* [TEXT PASSAGE]
## start
Autumn Equinox, on the 23rd of September, is the harvest celebration of the year, and here we pause for a moment to appreciate all the abundance that the Earth has provided. It is also an opportunity to give thanks for your own harvest too and to look for the seeds within them. Day and night are equal in length, and at this point of balance, look for what might have become out of balance in your life and what you could do to help restore it?
* Plan a harvest party, asking everyone to bring seasonal home-cooked food and drinks to share, and something to add to a central shrine that will reflect harvest in all its many different ways.
* Ask everyone to bring things for a 'Basket of Abundance' - things they no longer want or need, or an abundance of produce. This may be an ongoing flow of putting in and taking out, or it might be part of a harvest ceremony, where each in turn lights a night-light with thanks for their harvest, as each puts something in, and takes something out.
## end
* [RECORD SET]
## start
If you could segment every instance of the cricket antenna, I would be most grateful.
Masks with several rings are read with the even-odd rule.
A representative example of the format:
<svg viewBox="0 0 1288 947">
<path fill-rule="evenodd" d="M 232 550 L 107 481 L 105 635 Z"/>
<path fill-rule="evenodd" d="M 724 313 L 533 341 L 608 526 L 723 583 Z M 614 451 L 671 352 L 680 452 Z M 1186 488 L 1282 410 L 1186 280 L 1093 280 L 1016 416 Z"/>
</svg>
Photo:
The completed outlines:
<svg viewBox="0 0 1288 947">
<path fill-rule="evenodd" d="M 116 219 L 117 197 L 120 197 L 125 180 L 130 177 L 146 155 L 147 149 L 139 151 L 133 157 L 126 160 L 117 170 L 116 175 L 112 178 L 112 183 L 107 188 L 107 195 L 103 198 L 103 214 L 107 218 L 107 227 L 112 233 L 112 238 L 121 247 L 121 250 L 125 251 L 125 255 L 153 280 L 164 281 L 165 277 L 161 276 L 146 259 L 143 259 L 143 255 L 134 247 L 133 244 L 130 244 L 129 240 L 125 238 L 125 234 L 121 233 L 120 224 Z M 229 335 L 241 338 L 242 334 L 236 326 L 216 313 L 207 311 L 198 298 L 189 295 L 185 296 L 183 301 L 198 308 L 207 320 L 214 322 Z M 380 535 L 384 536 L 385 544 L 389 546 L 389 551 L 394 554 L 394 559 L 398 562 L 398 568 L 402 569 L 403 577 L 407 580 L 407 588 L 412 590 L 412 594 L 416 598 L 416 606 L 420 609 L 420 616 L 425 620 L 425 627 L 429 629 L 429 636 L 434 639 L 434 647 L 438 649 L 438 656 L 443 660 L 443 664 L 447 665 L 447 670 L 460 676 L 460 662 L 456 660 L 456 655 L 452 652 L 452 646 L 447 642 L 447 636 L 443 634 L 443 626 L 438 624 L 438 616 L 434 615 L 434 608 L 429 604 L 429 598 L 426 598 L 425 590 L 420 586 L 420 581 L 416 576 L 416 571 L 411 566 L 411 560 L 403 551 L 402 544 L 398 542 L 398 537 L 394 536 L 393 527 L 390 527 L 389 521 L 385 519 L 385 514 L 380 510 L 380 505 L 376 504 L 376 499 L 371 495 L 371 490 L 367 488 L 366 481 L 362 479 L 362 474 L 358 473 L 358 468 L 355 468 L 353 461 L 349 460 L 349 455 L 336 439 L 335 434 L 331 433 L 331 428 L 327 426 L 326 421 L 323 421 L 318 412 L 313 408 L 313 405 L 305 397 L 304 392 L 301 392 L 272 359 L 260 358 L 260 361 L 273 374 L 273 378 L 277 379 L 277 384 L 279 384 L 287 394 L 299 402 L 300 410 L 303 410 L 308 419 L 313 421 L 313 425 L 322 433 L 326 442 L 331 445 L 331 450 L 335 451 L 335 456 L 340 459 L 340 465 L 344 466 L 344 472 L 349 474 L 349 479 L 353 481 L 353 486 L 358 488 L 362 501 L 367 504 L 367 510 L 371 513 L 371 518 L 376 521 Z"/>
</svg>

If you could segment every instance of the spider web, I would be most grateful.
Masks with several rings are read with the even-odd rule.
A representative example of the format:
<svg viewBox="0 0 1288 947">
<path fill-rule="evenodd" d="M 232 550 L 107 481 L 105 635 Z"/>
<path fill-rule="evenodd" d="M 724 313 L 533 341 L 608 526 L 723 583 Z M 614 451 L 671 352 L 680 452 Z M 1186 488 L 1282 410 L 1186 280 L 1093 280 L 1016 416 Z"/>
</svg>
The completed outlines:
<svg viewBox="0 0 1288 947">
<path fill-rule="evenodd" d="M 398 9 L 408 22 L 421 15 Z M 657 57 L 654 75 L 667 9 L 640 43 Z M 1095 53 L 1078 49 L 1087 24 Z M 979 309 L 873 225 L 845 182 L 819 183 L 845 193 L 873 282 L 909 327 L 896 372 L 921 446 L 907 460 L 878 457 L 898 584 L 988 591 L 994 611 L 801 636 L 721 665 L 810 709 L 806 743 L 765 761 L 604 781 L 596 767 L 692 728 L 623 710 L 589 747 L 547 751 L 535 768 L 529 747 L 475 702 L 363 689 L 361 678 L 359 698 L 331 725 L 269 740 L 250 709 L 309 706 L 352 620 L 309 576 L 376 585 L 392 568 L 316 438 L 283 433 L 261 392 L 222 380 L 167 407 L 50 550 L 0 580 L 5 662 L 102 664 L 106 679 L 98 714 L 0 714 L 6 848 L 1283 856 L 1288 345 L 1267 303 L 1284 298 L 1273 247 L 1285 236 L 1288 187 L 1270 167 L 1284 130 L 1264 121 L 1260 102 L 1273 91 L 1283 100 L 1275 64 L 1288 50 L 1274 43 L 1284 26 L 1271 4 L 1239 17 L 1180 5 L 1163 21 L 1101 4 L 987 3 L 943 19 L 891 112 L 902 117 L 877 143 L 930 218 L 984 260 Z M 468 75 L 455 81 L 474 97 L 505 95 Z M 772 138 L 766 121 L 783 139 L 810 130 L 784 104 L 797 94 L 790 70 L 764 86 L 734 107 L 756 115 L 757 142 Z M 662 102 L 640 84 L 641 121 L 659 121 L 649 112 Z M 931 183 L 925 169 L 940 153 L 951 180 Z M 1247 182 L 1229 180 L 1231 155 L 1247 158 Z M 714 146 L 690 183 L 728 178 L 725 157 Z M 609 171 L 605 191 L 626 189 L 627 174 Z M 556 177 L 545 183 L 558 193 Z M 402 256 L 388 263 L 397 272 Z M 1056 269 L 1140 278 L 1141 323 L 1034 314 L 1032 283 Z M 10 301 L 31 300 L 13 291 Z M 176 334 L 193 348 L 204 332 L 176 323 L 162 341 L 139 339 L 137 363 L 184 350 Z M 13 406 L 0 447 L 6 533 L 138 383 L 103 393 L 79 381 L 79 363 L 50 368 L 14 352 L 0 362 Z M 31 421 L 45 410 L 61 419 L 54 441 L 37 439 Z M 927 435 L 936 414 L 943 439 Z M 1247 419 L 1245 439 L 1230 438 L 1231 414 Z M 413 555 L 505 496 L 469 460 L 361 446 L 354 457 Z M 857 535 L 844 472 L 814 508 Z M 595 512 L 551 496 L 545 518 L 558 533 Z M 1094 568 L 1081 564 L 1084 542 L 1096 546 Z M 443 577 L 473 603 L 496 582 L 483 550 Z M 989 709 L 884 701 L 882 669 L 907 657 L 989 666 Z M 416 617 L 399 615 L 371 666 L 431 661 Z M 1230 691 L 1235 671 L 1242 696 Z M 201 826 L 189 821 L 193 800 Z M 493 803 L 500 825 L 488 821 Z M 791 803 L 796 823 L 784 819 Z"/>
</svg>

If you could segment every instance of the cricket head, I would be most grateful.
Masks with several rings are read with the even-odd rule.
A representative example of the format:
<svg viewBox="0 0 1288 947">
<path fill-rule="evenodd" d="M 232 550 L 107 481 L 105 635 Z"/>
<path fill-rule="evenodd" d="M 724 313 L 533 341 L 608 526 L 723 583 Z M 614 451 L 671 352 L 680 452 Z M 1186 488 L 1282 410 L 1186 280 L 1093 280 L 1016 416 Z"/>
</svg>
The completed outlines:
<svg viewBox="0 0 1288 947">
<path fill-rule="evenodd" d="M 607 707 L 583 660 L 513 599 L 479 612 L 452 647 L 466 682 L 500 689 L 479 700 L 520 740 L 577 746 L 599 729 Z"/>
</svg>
## end
* [EXERCISE DIRECTIONS] Extend the passage on the Autumn Equinox past its final sentence with more ideas for celebrating the harvest.

* [OUTPUT OF THE TASK]
* Ask everyone to bring beads, seeds, shells, sticks, feathers, grasses, dried seed heads, flowers, ribbons, threads, large-eyed-needles, scissors etc. Make a place for everyone to sit together to weave, thread, bind and create something that reflects the abundance of your harvest moment. It may be a necklace to wear, a head-dress, a posy to hang up, a special harvest wand or totem. As you make it, think positively about the things you are harvesting right now and count your blessings!
* Using your creation as an anchor, take it in turns to share with each other both your harvest and the seeds hidden within your harvest, and how you might take these gifts forwards for your greater good and the greater good of the Earth.
* Take the children into the woods to gather nuts and fruit. (Always remember to leave plenty for the birds and forest creatures whose lives will depend on them, and only gather from where there is a great abundance.) Plant native tree seeds such as acorns, hazelnuts, rowan berries, alder cones, haws from the Hawthorn. It is a good idea to tie some netting over the pot to stop mice from digging them up. Label the pots and leave them outside. Some will germinate in the spring, when they can be potted up into a larger pot. Eventually they will need permanent homes. Plant them in the ground when the leaves have fallen and root energy begins.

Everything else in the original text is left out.